> Document section:
-------

Distinguishing a preeclampsia headache from a migraine can be tricky, since the individual features overlap significantly. The most reliable clue isn’t the headache itself but what accompanies it: sudden swelling in the face or hands, visual changes, or elevated blood pressure readings.
Shoulder and Back Pain
Some women with preeclampsia experience pain in the right shoulder that seems to come from nowhere. This is referred pain, meaning the source of the problem is actually the liver, but the nerves involved share pathways with the shoulder, so your brain interprets the signal as shoulder pain. It typically affects the right side and may feel like a deep ache rather than a muscular soreness.
Back pain from preeclampsia follows a similar pattern. When upper abdominal pain radiates to the back, it usually stays in the upper or mid-back region on the right side. This is different from the lower back pain that’s common in later pregnancy due to postural changes and weight distribution.

-------

> Activity:
Write the next part of the passage on preeclampsia pain symptoms above, continuing after its final sentence.

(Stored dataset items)
-------

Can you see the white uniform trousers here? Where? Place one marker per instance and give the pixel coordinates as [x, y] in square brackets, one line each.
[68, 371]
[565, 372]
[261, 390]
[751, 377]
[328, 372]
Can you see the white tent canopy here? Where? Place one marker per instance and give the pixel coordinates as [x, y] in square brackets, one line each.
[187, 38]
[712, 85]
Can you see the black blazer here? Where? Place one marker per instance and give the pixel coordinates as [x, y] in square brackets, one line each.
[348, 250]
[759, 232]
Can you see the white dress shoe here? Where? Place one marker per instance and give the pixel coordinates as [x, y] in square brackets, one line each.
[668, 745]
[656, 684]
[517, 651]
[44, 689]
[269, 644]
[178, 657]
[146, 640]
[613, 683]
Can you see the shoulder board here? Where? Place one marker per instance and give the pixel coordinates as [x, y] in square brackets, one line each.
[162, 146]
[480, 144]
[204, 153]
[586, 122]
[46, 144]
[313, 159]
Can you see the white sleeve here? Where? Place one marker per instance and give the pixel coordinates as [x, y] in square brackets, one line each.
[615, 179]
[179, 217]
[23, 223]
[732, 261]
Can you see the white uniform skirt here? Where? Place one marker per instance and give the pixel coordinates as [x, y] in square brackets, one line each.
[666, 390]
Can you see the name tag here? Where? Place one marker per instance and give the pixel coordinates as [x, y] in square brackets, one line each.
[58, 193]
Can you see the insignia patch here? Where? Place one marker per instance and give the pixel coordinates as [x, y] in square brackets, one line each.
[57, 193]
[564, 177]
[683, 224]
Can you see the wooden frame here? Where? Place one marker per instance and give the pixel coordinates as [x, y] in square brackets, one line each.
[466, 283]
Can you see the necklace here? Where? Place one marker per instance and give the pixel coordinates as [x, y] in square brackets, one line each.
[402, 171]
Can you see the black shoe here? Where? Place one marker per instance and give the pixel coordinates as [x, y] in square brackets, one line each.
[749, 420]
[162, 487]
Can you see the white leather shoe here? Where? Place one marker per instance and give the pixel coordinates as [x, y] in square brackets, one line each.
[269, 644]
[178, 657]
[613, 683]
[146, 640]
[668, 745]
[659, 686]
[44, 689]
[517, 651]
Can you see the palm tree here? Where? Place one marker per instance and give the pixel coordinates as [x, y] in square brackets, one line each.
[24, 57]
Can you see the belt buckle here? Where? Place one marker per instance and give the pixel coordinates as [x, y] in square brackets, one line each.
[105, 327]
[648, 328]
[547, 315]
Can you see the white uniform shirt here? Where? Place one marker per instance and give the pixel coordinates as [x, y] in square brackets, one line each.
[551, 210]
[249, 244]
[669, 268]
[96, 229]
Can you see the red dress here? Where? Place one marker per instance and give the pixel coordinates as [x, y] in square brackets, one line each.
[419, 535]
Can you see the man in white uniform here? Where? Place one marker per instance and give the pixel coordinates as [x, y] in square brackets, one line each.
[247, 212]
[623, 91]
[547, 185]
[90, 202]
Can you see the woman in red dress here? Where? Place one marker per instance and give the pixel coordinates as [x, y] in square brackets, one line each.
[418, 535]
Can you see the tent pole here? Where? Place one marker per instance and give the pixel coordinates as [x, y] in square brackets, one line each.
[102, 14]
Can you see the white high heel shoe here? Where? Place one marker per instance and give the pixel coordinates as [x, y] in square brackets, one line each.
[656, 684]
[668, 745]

-------

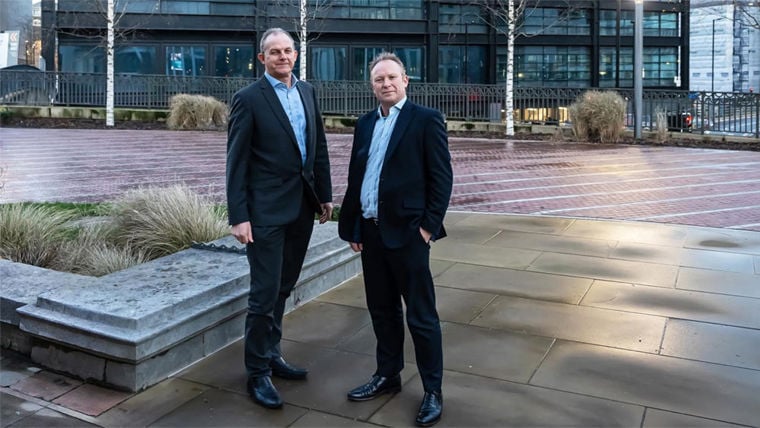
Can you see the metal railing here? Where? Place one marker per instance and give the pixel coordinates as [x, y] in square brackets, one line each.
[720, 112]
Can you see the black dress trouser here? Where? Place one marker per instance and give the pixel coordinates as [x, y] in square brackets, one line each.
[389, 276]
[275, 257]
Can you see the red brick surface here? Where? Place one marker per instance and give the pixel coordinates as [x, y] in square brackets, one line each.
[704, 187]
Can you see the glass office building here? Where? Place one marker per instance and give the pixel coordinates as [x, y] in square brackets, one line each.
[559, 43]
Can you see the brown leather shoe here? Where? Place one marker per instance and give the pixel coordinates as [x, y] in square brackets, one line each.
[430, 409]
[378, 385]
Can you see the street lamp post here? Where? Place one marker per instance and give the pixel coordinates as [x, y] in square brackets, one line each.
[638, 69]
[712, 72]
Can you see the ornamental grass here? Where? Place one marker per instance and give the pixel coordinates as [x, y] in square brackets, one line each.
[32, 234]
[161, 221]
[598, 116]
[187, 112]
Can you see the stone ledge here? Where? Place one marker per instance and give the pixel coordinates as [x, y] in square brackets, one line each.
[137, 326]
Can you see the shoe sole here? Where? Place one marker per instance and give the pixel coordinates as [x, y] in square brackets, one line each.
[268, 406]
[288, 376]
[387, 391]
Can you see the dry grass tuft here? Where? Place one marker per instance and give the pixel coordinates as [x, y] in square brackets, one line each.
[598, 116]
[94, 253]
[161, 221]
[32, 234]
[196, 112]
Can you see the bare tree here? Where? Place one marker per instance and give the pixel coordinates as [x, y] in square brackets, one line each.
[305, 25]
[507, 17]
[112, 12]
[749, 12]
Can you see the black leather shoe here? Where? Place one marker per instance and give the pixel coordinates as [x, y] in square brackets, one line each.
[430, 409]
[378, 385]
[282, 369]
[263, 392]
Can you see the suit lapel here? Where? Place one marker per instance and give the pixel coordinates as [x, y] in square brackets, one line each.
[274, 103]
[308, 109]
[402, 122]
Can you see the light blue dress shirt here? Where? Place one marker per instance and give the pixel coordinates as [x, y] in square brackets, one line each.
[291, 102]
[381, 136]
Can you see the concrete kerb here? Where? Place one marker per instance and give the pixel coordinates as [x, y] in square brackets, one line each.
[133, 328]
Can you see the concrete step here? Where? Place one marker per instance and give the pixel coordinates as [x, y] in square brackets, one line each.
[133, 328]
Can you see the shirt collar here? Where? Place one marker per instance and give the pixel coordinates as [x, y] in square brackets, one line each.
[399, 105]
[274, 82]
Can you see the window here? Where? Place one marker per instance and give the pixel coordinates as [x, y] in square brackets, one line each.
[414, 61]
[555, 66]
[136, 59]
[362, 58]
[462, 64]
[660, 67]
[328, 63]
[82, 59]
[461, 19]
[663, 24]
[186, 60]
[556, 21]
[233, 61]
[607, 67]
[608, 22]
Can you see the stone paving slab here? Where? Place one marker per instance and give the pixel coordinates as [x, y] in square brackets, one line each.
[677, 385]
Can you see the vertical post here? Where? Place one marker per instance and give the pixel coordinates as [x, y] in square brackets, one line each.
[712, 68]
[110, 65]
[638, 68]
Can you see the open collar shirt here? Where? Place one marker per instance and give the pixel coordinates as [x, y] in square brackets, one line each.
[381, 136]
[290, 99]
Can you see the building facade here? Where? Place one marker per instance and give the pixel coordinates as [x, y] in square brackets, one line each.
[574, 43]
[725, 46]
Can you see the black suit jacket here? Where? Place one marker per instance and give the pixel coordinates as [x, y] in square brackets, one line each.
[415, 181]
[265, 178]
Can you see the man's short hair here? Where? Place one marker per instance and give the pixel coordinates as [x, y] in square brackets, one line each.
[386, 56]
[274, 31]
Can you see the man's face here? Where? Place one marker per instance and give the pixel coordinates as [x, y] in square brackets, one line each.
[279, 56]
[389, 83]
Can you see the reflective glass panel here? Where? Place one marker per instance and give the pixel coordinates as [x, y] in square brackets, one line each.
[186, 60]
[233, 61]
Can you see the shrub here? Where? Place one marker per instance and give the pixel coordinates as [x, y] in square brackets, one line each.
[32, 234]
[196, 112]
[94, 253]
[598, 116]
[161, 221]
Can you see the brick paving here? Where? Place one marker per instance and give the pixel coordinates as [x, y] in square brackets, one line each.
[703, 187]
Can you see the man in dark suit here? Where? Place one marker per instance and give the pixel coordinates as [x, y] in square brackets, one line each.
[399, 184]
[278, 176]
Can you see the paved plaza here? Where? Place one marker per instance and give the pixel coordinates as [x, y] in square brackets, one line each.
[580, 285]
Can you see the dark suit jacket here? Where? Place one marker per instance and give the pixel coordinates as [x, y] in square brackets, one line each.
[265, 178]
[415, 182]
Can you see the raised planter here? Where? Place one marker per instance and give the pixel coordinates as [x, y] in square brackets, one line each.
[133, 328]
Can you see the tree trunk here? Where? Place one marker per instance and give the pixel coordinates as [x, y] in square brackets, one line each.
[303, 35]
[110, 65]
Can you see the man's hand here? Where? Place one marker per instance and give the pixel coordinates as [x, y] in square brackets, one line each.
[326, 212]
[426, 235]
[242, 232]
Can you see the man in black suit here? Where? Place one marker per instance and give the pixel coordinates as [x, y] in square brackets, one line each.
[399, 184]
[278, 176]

-------

> Answer space:
Visual Disturbances That Accompany Pain
Preeclampsia pain rarely shows up completely alone. Visual symptoms frequently develop alongside the headache or abdominal pain and can include blurred vision, seeing spots or flashing lights, temporary blind spots in your visual field, double vision, or distortions where straight lines appear wavy. These changes reflect how preeclampsia affects blood vessels in the brain and eyes. Any new visual disturbance after 20 weeks of pregnancy, especially combined with a headache that won’t quit, warrants immediate medical attention.
When Pain Typically Appears
Preeclampsia develops after 20 weeks of pregnancy in women whose blood pressure was previously normal. The pain symptoms can emerge at any point from that 20-week mark through the postpartum period. Because headaches, nausea, and general aches are so common in pregnancy, it’s genuinely difficult to know when a new symptom is routine and when it signals something serious, particularly during a first pregnancy.
The condition also exists on a spectrum. Mild preeclampsia may involve only elevated blood pressure and protein in the urine, with no pain at all. Severe preeclampsia is when pain symptoms typically appear, along with blood pressure readings of 160/110 or higher, abnormal liver or kidney function, and low platelet counts. When preeclampsia progresses to HELLP syndrome, a dangerous complication involving the breakdown of red blood cells and liver damage, abdominal pain intensifies and may be accompanied by nausea, vomiting, easy bruising, and extreme fatigue.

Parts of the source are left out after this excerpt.